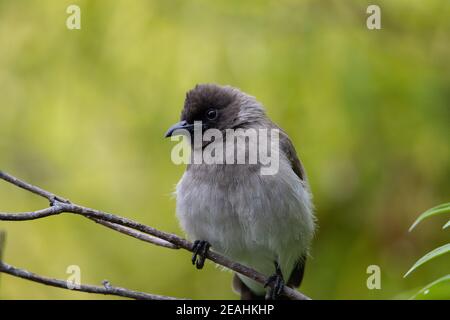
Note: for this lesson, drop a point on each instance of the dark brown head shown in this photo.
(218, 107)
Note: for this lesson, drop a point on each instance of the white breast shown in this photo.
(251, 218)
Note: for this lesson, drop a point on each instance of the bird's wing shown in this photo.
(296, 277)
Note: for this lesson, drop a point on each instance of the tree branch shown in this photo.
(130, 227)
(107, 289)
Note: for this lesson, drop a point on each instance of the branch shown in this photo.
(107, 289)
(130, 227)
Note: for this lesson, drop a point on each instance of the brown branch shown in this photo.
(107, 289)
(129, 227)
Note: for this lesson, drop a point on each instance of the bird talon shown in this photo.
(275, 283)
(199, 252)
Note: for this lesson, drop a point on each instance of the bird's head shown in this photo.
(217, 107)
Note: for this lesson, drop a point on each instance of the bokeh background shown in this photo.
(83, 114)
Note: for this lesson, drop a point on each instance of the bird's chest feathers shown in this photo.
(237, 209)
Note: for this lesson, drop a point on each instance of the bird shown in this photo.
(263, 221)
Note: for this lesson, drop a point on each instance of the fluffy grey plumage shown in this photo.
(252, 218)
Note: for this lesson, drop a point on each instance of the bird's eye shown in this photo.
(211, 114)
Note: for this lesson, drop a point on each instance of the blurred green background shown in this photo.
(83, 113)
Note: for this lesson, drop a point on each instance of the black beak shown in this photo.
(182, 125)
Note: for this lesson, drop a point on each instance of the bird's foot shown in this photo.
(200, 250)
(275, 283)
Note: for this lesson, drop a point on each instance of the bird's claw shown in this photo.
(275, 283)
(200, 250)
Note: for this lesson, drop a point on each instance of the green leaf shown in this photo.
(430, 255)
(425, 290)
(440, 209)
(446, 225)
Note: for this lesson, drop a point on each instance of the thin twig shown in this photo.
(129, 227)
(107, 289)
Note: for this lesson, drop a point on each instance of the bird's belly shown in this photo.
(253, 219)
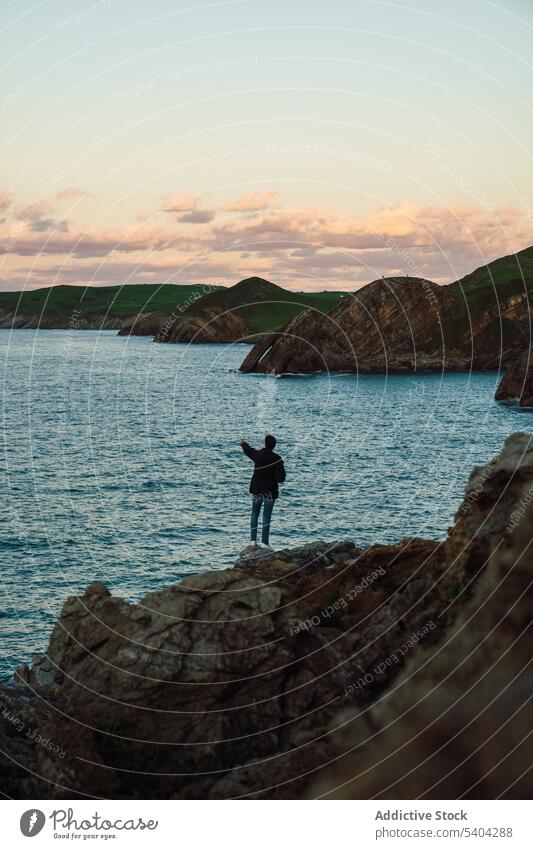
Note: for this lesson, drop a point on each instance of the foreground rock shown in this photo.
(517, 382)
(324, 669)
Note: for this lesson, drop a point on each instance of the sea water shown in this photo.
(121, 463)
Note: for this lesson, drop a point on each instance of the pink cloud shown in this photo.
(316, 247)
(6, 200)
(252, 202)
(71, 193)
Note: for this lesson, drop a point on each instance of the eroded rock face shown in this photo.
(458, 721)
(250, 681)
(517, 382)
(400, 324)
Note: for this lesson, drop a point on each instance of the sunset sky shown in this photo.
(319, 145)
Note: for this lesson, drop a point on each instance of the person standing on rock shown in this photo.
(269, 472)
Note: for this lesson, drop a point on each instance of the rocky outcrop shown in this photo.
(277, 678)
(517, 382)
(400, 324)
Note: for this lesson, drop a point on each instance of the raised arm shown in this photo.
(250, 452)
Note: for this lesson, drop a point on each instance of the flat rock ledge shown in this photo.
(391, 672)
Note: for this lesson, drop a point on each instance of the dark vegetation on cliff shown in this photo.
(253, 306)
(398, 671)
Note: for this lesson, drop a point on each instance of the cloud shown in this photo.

--

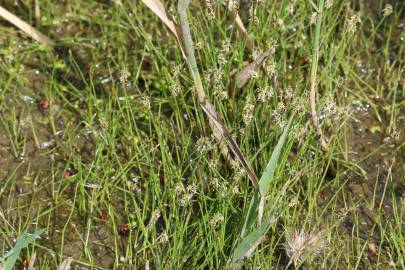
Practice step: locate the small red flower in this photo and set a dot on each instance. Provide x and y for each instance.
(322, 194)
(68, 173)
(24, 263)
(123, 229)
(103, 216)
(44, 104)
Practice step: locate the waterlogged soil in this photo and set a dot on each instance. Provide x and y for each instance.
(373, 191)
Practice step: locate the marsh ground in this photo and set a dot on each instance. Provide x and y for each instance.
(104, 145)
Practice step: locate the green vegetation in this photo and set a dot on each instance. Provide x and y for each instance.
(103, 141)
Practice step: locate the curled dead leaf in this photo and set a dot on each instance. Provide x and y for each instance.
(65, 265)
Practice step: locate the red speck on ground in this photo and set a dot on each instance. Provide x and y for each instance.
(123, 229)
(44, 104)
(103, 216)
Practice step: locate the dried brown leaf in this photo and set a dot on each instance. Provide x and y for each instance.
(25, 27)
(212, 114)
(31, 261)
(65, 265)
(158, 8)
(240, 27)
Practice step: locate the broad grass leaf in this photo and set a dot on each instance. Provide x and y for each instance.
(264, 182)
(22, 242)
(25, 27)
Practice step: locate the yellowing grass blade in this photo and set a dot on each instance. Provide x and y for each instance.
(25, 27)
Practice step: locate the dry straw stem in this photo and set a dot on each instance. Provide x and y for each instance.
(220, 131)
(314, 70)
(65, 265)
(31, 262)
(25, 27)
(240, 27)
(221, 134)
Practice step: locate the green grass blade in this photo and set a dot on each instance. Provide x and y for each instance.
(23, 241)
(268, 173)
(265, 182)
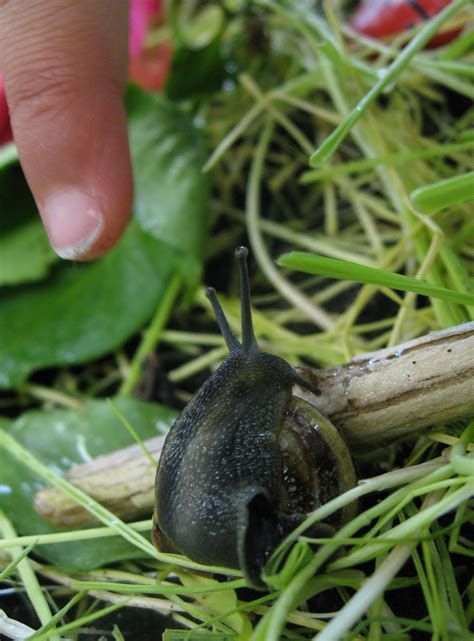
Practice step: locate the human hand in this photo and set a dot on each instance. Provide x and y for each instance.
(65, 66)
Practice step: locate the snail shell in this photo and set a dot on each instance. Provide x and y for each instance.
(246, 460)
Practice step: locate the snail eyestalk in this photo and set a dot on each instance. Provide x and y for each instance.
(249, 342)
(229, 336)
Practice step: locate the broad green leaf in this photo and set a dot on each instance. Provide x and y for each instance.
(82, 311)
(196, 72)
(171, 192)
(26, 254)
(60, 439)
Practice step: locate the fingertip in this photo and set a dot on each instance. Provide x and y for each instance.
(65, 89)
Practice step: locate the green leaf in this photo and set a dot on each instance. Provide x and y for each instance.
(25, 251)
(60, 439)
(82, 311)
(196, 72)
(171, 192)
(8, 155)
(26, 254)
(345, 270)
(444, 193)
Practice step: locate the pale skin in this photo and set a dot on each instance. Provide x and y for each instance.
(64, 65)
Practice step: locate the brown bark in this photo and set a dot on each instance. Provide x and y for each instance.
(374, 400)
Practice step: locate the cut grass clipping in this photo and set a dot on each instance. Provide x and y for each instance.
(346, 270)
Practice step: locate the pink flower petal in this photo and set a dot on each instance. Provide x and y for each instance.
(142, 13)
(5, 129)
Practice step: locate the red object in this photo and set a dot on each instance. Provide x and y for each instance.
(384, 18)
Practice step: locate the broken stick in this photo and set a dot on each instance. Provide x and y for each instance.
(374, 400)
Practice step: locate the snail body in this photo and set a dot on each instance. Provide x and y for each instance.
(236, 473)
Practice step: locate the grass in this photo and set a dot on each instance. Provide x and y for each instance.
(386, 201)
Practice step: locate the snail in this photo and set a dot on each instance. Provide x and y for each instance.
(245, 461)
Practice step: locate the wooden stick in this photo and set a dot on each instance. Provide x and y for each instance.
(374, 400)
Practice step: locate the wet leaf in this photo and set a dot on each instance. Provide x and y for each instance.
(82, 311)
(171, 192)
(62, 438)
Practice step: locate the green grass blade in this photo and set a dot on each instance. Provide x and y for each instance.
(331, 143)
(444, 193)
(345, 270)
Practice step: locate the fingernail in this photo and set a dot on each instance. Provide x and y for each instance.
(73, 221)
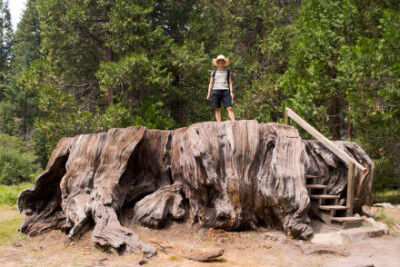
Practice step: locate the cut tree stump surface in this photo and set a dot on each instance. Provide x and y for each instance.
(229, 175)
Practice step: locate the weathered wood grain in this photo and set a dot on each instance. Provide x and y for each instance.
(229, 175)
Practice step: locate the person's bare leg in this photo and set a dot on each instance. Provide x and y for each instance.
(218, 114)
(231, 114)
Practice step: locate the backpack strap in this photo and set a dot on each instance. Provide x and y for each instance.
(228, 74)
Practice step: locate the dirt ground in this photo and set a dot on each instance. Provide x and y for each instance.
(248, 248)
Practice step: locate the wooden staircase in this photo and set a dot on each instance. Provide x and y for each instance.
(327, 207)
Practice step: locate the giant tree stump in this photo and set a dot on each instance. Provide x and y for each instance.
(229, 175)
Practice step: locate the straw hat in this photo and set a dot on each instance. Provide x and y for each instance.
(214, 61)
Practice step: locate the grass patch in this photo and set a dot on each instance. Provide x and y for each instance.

...

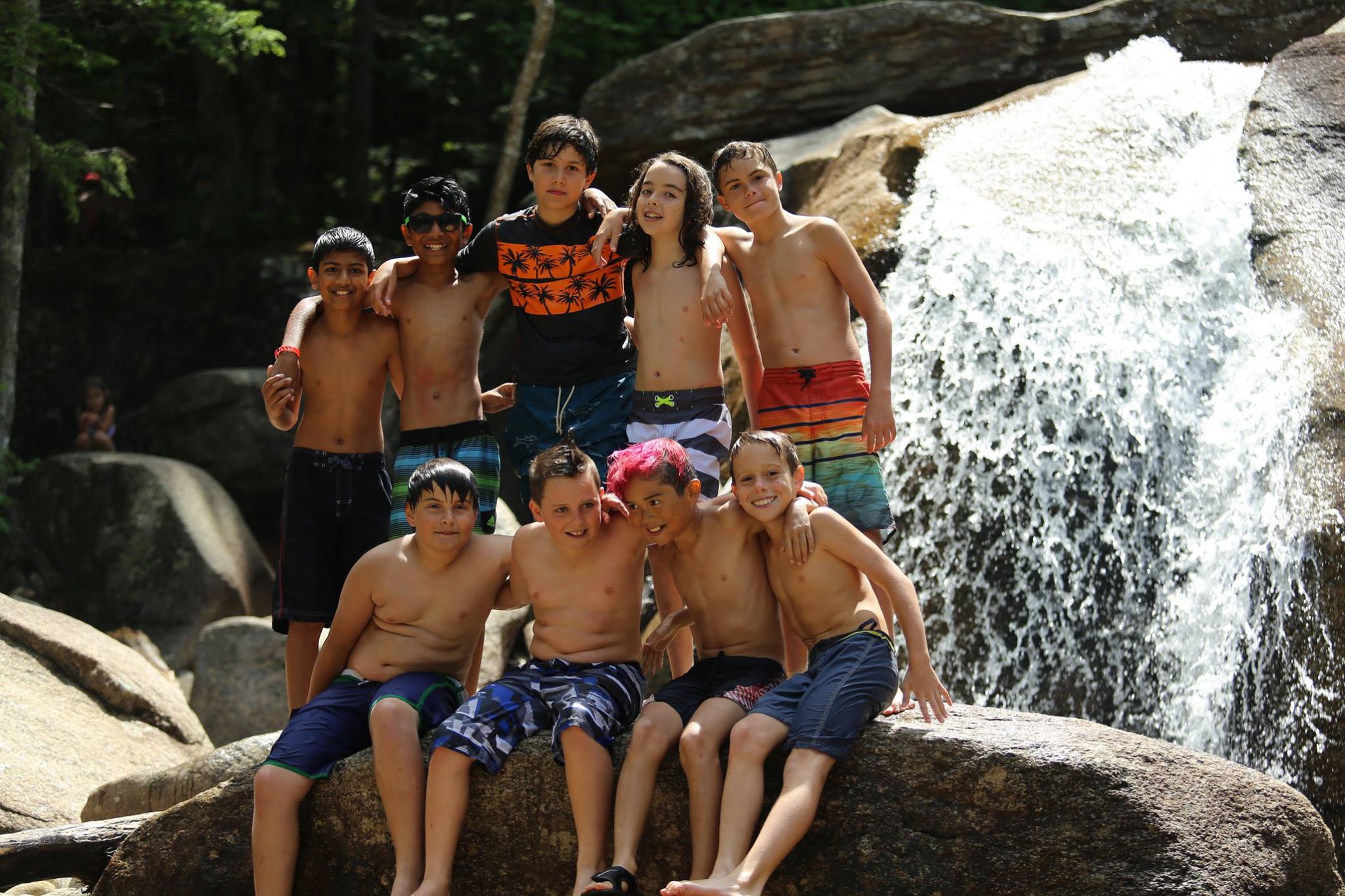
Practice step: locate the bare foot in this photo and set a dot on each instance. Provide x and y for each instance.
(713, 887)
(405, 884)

**EXERCISE:**
How many lines in the entries above contain the string "bare"? Case matters, and the answer should be the number alone.

**EXERCISE OUTPUT:**
2